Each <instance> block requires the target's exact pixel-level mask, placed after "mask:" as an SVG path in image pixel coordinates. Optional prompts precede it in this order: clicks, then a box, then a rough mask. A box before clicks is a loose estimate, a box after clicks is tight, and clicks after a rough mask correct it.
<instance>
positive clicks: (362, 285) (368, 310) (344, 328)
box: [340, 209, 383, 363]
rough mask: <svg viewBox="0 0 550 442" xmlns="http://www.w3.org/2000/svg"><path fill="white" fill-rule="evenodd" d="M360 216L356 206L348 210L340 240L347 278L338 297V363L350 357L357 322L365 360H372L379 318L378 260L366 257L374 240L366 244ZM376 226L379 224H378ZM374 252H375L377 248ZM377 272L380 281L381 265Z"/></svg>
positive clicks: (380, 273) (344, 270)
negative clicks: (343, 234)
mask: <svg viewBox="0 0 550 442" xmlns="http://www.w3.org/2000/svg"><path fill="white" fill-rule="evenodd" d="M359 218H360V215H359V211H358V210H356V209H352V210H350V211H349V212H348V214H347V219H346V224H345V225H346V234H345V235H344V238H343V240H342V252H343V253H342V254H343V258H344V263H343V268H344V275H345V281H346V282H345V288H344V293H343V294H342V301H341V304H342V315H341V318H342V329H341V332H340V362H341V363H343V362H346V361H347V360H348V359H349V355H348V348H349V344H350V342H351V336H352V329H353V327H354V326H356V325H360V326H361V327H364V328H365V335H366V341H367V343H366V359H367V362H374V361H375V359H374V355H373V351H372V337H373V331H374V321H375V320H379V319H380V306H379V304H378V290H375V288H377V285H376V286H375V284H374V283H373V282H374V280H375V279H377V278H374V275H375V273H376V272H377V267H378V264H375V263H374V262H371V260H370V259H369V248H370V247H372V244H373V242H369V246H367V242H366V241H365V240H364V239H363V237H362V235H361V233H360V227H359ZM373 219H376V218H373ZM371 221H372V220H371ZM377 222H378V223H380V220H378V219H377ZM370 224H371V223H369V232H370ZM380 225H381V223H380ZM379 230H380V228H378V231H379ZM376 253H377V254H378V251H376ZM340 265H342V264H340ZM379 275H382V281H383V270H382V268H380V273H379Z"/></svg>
• • • • •
* _EXERCISE INSTRUCTIONS_
Copy verbatim every line of the material from the line containing "rough mask: <svg" through the final line, including both.

* _TASK OUTPUT_
rough mask: <svg viewBox="0 0 550 442" xmlns="http://www.w3.org/2000/svg"><path fill="white" fill-rule="evenodd" d="M360 216L356 206L348 210L340 240L347 278L338 297V363L350 357L357 322L365 360H372L379 318L378 260L366 257L374 240L366 244ZM376 226L379 224H378ZM374 252H375L377 248ZM377 272L380 281L381 265Z"/></svg>
positive clicks: (380, 273) (344, 270)
negative clicks: (343, 234)
mask: <svg viewBox="0 0 550 442" xmlns="http://www.w3.org/2000/svg"><path fill="white" fill-rule="evenodd" d="M359 218H360V215H359V211H358V210H356V209H352V210H350V211H349V212H348V214H347V219H346V224H345V225H346V234H345V235H344V238H343V240H342V252H343V253H342V254H343V258H344V263H343V268H344V275H345V281H346V282H345V288H344V293H343V294H342V301H341V304H342V315H341V318H342V329H341V332H340V362H341V363H343V362H346V361H347V360H348V359H349V355H348V348H349V344H350V342H351V336H352V329H353V327H354V326H356V325H360V326H361V327H364V328H365V335H366V341H367V343H366V359H367V362H374V361H375V359H374V355H373V351H372V337H373V331H374V321H375V320H379V319H380V306H379V304H378V290H375V288H377V285H376V286H375V284H374V283H373V282H374V280H375V279H377V278H374V275H375V273H376V272H377V267H378V264H375V263H374V262H371V260H370V259H369V248H370V247H372V244H373V242H369V246H367V242H366V241H365V240H364V239H363V237H362V235H361V233H360V227H359ZM373 219H376V218H373ZM371 221H372V220H371ZM377 222H378V223H380V220H378V219H377ZM370 224H371V223H369V232H370ZM380 225H381V223H380ZM379 230H380V228H378V231H379ZM376 253H377V254H378V251H376ZM340 265H342V264H340ZM379 275H382V281H383V270H382V268H380V273H379Z"/></svg>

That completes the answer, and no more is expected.